[Extract to read]
— BEGIN —
# Set up for the alabama rig?



## Leelatt (Feb 27, 2012)

so I figure this season I'm gonna give the rig a try, however I've been reading that you can't really use an average rod and reel with these rigs as the weight is too much and if you get snagged you're screwed, plus you're supposed to use at least 80lbs braid line. so what would be a decent rod and reel that would be ideal for these rigs? 

Also, I've never used braided line before, any tips/ things I should know about using braided line?


----------



## redbug (Feb 28, 2012)

a good heavy swimbait rod should do the trick


----------



## 200racing (Feb 28, 2012)

i threw one for the first time this weekend. i used a 8ft uglystik catfish rod with a classic abu reel w/65lb braid. it is also my catfish/saltwater/striper setup. i rigged it with 1/4 oz jig heads and mr.twister sassy shad. it was more weight than i liked to throw. i didnt feel like i could do any more than just lob it. i am going to redo it with just one jighead on the lowest wire and 4 plain ewg hooks.


----------



## shfishinsticks (Feb 29, 2012)

Rod should be able to handle 4oz or more. You'll have to venture into the musky or saltwater section to find anything that will not explode on the cast. I'm currently building one for a customer and I'm using what's classified as an all purpose saltwater/cobia/tarpon/barracuda blank. It's a saltwater medium power, moderate/fast action rated for 3/4oz-4oz. It's a little on the light side, but should double as a swimbait rod too.


----------



## Gramps50 (Feb 29, 2012)

I was at Walmart Monday and on the end cap in sporting goods they had a video playing demostrating an Alabama rig. I don't remember what size rods they were using but I don't think they were that big. They were selling the rig and also the jig heads and shad to put on it. Pretty interesting to watch.

I was at the Walmart on Gravois Bluffs


----------



## brendanarmour (Mar 4, 2012)

I use it on a lew's tourney pro baitcaster and a 7 ' Abu vendetta med heavy 80lb braid. With 12lb backing. And for a tip using. Raid for the first time.... Have a glove on hand and use it to pull your line out of snags - it will cut the sh#t out of you.


----------



## Nismoron (Apr 23, 2012)

I use a Bass Pro XPS 6ft med/hvy action rod. I have no problems flinging it as far as I would like. I will say that it is an infuriating hunk of crap. About one of every three casts, it spins a little in the air and gets tangled in the line. Comes back to you sideways. I have also yet to catch a fish on it. Two other people that I know that have thrown them have yet to catch a fish either... I think it is just too much "hardware" Lotsa swivels and such showing. Bass here shy away from hardware... Oh and I throw it on 25 or 30lb Powerpro Braid. I cant remember which it is.


----------



## fender66 (Apr 24, 2012)

brendanarmour said:


> I use it on a lew's tourney pro baitcaster and a 7 ' Abu vendetta med heavy 80lb braid. With 12lb backing. And for a tip using. Raid for the first time.... Have a glove on hand and use it to pull your line out of snags - it will cut the sh#t out of you.
— END —
[Data provided]
— BEGIN —
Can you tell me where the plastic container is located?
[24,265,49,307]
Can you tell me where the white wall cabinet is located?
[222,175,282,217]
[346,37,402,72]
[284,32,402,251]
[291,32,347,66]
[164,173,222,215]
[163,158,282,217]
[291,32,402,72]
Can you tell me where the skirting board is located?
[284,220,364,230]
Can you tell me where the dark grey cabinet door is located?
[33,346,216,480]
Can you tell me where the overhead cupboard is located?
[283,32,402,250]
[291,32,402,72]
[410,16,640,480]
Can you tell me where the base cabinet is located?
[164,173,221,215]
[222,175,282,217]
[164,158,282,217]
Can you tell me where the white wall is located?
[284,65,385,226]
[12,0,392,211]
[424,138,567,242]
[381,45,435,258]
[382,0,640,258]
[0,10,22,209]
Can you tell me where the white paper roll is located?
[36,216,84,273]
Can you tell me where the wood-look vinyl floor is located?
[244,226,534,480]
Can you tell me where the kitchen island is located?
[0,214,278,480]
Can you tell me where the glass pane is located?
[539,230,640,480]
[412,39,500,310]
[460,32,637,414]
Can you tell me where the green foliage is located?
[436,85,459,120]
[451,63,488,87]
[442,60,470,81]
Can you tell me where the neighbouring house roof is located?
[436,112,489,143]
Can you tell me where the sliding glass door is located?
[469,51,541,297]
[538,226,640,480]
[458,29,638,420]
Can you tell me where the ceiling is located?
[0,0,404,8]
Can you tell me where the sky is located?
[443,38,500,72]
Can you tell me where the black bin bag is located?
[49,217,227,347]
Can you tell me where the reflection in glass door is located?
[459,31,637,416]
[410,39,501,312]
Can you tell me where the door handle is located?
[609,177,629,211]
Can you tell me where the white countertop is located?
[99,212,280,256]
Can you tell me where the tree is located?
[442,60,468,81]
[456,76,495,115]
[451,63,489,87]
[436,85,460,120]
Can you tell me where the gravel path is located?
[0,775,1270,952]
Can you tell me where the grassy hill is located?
— END —
[Required actions]
A: In the Alabama rig thread, what line did 200racing put on the classic Abu reel?
B: Please retype the Alabama rig thread from "## shfishinsticks (Feb" up to and including "Gramps50 (Feb 29, 2012)".

[Results of the tasks]
A: 65lb braid.

B:
## shfishinsticks (Feb 29, 2012)

Rod should be able to handle 4oz or more. You'll have to venture into the musky or saltwater section to find anything that will not explode on the cast. I'm currently building one for a customer and I'm using what's classified as an all purpose saltwater/cobia/tarpon/barracuda blank. It's a saltwater medium power, moderate/fast action rated for 3/4oz-4oz. It's a little on the light side, but should double as a swimbait rod too.


----------



## Gramps50 (Feb 29, 2012)